§ **DIRECTIONS**: Reproduce verbatim the lines of the material below, starting at the line containing "Could you mark the region of every instance of the **green" and ending at the line containing "Now the **green", with both of those lines included.
--- begin INFORMATION SHOWN ---
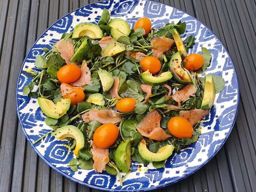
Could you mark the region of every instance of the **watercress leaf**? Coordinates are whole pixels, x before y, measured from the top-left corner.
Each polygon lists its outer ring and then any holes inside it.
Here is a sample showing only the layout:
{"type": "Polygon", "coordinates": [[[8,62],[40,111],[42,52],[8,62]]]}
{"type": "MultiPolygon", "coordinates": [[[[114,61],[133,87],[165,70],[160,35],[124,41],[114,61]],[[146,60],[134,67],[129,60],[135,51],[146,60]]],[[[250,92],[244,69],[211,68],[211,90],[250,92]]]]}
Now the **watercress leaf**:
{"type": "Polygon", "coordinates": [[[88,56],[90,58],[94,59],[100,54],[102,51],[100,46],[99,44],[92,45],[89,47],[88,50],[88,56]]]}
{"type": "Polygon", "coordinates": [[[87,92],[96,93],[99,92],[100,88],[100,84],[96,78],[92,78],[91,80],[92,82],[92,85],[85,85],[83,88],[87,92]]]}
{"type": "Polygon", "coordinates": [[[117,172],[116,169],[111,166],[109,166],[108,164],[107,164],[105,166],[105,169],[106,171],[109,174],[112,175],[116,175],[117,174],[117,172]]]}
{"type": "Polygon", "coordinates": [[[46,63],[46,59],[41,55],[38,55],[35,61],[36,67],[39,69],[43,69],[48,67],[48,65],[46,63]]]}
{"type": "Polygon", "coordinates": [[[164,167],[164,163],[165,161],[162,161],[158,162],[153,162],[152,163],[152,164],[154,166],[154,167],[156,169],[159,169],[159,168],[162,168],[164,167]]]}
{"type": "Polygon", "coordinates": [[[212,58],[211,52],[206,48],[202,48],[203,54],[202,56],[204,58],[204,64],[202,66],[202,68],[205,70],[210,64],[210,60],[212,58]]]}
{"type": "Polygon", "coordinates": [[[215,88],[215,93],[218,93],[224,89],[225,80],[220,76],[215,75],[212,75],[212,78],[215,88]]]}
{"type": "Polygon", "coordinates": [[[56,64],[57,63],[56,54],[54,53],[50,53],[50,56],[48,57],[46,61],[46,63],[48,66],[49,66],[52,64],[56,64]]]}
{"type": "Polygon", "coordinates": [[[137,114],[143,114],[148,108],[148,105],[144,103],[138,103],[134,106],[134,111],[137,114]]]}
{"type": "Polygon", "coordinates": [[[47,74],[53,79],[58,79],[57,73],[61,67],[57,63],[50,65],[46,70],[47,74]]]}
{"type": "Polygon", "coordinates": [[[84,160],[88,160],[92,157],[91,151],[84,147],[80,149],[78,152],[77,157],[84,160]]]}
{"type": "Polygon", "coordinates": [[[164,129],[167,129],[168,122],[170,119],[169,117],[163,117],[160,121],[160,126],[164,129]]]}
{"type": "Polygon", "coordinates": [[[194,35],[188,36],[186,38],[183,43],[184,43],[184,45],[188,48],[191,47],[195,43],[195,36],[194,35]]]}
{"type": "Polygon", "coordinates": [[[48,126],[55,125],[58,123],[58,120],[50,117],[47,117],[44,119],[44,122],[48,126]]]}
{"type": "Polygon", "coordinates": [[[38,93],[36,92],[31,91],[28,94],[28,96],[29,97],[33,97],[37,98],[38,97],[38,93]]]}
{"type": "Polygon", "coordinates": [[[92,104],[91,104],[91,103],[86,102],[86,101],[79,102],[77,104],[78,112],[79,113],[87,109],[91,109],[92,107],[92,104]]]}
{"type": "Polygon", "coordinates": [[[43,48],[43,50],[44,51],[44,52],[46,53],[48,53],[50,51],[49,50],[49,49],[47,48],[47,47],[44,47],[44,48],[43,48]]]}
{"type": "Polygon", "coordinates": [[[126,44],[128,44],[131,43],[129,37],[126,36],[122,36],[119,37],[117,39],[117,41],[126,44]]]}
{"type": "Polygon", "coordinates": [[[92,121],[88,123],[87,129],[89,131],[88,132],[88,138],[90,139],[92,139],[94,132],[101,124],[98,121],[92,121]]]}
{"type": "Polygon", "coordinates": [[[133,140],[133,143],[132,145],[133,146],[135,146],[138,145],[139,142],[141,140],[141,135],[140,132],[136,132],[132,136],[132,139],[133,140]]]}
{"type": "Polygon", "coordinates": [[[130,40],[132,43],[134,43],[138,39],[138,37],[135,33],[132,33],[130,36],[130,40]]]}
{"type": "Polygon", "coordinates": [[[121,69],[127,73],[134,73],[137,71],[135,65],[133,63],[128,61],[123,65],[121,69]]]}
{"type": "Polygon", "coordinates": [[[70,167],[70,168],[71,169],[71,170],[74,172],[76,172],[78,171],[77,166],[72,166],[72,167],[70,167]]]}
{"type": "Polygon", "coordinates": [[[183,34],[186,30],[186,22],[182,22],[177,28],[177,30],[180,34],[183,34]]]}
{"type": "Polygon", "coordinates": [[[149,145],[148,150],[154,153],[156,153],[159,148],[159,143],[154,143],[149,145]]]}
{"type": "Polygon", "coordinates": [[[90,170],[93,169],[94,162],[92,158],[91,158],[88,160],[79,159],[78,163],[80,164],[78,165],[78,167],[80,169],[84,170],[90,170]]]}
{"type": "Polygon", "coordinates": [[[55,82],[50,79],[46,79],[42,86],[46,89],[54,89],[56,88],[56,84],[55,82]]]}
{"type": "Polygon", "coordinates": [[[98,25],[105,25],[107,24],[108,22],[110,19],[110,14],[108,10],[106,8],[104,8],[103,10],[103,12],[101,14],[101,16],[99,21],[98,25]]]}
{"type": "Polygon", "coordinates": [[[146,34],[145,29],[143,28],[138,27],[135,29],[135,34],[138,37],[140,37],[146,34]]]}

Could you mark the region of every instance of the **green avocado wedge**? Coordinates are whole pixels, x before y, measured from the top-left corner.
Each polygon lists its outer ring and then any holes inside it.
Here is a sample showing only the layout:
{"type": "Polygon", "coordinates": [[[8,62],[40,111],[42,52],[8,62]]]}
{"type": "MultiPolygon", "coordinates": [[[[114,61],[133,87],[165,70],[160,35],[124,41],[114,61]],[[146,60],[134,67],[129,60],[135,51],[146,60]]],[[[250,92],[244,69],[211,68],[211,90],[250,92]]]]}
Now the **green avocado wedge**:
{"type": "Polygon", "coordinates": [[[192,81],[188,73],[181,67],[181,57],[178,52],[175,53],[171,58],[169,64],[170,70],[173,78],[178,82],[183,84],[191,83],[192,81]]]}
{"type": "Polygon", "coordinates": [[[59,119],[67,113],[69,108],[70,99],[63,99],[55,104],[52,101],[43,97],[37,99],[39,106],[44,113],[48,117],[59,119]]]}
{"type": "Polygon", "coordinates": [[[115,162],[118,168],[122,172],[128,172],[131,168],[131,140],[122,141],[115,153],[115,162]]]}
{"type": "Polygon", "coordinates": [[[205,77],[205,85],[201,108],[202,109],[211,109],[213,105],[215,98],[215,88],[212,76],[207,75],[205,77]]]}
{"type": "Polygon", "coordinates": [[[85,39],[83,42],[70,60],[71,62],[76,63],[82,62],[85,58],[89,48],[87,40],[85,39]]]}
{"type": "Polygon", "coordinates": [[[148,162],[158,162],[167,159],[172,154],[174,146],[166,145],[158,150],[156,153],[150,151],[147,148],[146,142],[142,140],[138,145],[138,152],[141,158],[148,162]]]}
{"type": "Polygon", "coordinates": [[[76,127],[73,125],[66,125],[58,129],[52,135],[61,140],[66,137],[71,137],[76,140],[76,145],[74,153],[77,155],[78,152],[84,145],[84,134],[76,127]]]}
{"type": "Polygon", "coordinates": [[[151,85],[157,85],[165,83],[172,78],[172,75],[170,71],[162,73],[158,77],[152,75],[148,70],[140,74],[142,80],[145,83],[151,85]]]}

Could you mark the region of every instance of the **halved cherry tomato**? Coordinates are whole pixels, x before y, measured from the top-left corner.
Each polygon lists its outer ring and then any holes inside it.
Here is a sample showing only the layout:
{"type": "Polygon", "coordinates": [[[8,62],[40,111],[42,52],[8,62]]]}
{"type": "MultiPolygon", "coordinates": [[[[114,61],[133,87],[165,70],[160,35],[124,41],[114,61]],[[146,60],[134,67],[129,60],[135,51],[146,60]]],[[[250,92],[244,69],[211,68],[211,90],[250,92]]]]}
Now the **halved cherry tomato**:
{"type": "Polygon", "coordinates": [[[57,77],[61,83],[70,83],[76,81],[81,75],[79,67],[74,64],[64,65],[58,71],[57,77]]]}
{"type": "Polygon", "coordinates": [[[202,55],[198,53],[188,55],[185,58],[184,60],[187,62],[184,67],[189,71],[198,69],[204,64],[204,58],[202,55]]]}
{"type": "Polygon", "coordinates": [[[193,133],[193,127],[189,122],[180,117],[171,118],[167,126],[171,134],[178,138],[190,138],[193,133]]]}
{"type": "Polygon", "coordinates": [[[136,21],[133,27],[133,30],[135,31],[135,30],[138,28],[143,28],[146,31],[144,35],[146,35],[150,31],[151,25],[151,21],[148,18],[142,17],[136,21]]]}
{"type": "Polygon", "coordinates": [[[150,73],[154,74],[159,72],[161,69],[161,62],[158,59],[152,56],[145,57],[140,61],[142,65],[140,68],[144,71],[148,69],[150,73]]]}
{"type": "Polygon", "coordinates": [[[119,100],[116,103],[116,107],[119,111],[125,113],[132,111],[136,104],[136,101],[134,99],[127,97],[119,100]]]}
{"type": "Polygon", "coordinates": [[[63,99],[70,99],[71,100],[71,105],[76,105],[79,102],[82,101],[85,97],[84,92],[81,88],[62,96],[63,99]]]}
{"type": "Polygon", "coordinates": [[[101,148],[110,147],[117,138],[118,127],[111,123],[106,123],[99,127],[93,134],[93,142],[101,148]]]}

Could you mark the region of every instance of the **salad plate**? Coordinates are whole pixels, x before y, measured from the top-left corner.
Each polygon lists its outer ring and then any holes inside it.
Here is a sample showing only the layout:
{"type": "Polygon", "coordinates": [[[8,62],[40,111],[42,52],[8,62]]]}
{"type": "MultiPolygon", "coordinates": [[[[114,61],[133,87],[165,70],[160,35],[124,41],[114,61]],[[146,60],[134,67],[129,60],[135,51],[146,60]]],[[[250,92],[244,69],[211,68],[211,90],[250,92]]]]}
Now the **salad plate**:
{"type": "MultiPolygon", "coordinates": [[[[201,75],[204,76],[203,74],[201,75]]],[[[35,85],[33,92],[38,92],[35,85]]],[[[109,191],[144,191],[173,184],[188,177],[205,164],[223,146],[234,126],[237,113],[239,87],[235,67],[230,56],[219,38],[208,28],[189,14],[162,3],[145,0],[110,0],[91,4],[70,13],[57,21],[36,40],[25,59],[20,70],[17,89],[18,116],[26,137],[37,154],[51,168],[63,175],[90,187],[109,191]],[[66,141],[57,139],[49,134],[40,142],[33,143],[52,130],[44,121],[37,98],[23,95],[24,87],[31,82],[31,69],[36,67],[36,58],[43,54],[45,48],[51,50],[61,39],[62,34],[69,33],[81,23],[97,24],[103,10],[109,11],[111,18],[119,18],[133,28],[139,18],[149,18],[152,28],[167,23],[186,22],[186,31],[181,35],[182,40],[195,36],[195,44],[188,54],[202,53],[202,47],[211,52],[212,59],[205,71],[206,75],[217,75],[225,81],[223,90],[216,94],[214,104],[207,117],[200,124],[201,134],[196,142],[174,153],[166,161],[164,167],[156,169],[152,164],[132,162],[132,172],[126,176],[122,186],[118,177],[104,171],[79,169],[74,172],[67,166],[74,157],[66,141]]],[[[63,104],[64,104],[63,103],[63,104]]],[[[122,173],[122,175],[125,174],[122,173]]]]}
--- end INFORMATION SHOWN ---
§ **RESPONSE BELOW**:
Could you mark the region of every instance of the **green avocado wedge**? Coordinates are whole pixels, x before y, measured from the top-left corner.
Each polygon lists its outer ring and then any holes inside it.
Here is a sample showing only the layout:
{"type": "Polygon", "coordinates": [[[8,62],[40,111],[42,52],[8,62]]]}
{"type": "MultiPolygon", "coordinates": [[[[114,61],[133,87],[165,70],[160,35],[124,41],[114,61]],[[146,60],[134,67],[129,60],[135,51],[146,60]]],[[[250,92],[244,69],[211,68],[211,90],[250,92]]]]}
Now the **green avocado wedge**:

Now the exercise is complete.